___ Exercise inputs

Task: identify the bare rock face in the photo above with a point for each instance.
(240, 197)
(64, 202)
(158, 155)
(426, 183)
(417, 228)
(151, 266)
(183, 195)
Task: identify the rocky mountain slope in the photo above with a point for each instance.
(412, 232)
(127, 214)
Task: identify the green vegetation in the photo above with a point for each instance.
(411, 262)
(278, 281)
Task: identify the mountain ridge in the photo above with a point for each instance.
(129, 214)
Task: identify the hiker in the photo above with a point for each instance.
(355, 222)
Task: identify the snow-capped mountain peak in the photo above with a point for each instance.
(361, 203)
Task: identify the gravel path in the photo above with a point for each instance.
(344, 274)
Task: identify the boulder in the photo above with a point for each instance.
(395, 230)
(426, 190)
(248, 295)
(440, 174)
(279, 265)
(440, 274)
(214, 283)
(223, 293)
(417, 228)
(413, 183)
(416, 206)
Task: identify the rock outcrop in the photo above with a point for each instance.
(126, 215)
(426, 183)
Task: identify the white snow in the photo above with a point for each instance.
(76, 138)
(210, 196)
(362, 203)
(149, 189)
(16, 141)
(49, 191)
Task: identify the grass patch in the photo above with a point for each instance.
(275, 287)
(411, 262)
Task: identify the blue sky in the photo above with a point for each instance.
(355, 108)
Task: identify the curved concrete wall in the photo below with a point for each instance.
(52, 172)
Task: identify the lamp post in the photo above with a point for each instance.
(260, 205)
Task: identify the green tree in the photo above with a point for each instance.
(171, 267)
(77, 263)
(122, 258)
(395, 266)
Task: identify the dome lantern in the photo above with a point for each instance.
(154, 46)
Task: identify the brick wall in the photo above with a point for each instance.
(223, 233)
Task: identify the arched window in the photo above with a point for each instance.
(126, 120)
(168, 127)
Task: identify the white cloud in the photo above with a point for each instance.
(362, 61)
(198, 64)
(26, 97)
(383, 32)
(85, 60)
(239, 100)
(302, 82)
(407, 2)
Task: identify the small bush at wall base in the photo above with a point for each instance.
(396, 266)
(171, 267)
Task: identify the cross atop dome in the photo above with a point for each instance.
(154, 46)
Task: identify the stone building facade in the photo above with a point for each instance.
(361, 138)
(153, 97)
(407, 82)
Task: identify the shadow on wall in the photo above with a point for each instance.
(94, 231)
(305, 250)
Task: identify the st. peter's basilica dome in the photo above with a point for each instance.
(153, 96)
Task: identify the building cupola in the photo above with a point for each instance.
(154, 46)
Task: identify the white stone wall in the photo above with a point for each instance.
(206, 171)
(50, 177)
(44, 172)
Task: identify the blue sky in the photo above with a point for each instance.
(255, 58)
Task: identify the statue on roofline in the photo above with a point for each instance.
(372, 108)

______
___ Exercise inputs

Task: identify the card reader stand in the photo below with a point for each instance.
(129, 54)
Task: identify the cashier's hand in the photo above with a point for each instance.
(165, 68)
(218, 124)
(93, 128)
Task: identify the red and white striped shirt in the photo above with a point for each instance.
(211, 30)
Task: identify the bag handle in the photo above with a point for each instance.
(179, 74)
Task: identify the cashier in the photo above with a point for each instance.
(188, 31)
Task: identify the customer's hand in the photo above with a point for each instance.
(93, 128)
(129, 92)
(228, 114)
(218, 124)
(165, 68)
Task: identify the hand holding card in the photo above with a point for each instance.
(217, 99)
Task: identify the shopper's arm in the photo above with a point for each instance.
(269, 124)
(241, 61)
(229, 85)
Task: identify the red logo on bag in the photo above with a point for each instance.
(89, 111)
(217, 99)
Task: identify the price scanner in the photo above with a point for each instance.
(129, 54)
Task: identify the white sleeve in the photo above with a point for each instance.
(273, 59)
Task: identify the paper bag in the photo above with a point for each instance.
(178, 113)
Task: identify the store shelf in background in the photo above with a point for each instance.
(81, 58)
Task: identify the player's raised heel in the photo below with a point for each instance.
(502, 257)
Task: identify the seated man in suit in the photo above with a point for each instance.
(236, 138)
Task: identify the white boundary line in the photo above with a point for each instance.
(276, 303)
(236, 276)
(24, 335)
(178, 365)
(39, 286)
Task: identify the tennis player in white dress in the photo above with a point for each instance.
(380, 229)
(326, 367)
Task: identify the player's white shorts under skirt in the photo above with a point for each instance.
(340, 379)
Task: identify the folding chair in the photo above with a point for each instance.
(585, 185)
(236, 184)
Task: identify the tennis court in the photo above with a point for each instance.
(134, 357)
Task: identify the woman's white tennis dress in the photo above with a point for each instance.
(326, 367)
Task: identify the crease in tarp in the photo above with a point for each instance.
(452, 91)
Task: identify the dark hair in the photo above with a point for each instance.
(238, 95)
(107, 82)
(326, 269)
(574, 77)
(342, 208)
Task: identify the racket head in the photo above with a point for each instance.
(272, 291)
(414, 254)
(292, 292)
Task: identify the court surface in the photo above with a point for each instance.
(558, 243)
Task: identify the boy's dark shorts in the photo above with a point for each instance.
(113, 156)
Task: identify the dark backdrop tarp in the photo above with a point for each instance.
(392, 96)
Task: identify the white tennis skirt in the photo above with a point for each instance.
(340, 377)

______
___ Exercise inputs

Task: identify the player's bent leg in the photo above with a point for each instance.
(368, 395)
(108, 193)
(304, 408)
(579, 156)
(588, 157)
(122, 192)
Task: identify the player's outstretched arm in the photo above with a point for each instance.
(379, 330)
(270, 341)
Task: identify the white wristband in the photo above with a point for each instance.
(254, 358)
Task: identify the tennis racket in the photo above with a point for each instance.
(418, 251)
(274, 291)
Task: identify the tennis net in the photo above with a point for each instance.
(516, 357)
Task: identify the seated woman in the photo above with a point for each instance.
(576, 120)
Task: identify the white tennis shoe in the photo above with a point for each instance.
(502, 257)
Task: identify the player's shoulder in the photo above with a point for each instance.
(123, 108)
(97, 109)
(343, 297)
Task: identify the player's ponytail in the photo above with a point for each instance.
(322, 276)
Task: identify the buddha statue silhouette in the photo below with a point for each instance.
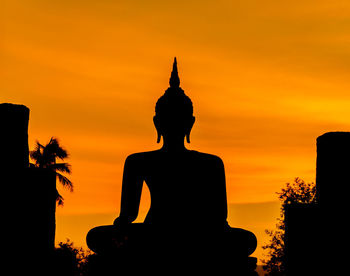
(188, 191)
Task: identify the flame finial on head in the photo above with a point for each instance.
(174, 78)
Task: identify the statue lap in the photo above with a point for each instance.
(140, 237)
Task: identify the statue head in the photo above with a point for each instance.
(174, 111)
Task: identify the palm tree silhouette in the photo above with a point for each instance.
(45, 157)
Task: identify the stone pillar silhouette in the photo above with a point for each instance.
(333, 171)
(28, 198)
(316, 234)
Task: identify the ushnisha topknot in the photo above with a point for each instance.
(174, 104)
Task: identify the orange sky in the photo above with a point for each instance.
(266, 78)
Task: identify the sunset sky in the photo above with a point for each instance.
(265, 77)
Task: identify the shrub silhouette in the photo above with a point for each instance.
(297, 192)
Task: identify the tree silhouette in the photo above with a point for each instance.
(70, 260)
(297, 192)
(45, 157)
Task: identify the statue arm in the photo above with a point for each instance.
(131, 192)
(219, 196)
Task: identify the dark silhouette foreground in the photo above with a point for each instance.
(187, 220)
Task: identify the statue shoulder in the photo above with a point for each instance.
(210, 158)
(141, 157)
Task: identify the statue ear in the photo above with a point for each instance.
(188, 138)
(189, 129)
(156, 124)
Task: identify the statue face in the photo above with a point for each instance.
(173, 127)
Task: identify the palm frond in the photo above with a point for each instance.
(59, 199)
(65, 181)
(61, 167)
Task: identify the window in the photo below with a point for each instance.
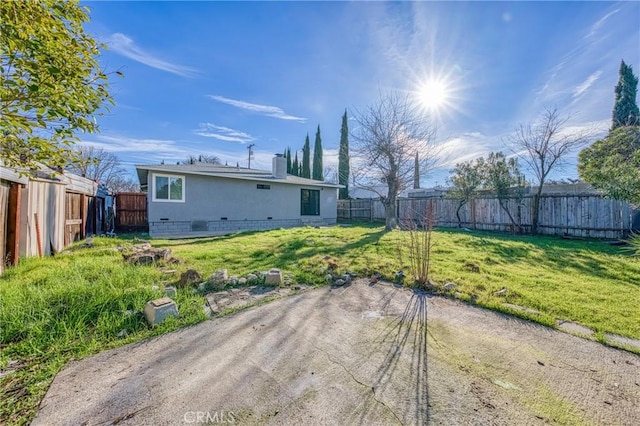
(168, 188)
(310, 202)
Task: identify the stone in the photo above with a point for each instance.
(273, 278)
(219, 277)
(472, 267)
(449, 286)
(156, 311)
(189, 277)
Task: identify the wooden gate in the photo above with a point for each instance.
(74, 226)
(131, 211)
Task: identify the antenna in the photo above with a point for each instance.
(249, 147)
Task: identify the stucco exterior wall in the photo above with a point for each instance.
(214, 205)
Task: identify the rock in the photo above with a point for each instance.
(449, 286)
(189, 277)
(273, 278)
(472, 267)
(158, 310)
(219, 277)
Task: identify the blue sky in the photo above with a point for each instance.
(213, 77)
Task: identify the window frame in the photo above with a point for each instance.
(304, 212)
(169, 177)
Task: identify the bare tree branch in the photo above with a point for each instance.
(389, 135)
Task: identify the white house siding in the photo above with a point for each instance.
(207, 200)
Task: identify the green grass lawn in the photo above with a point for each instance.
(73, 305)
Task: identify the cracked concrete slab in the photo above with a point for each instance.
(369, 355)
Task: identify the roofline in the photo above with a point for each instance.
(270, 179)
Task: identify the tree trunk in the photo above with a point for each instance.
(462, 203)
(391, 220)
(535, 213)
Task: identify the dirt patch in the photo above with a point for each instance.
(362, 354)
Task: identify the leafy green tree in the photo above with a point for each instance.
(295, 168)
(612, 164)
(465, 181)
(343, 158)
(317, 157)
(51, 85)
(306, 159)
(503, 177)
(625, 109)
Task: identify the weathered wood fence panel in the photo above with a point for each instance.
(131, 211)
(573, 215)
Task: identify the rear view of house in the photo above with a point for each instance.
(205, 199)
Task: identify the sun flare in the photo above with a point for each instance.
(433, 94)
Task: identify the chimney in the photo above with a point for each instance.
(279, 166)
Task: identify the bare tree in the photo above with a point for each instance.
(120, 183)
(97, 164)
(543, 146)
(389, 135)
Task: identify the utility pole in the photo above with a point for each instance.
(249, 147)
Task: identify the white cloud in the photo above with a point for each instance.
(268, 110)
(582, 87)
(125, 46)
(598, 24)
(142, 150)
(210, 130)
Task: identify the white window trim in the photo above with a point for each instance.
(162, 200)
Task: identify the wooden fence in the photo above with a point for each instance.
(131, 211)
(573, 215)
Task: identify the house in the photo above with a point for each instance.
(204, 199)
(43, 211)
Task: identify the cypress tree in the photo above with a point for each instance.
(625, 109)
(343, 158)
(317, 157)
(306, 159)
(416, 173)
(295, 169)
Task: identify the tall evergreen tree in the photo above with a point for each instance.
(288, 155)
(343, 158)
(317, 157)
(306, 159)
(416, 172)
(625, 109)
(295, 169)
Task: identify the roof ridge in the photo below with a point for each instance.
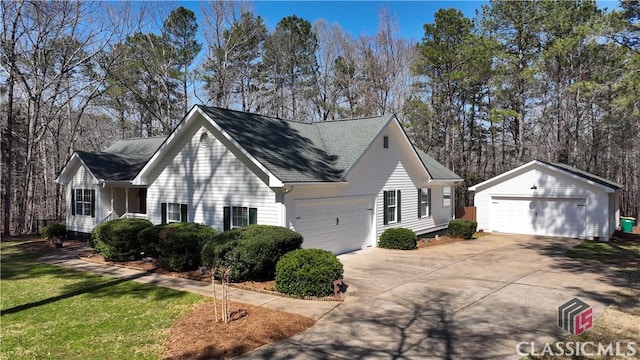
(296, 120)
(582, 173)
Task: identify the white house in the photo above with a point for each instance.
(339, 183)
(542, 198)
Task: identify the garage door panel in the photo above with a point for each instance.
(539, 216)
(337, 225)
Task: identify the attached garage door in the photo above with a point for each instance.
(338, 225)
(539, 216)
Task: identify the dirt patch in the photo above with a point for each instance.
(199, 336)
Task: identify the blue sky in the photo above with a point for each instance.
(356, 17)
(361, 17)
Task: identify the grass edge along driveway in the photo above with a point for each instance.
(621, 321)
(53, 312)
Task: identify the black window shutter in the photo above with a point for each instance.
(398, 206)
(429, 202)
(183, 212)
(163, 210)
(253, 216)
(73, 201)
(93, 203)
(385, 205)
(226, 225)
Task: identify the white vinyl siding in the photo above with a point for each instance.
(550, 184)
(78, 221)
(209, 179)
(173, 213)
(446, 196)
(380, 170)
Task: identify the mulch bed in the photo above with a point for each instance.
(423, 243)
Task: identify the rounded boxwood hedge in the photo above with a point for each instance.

______

The task:
Please pick out every line in the listing above that contains the word "door", treating case as significant.

Result:
Task: identify the garage door panel in the photo above with a point for each instance.
Task: identify the attached garage door in the photo above with a point for each instance.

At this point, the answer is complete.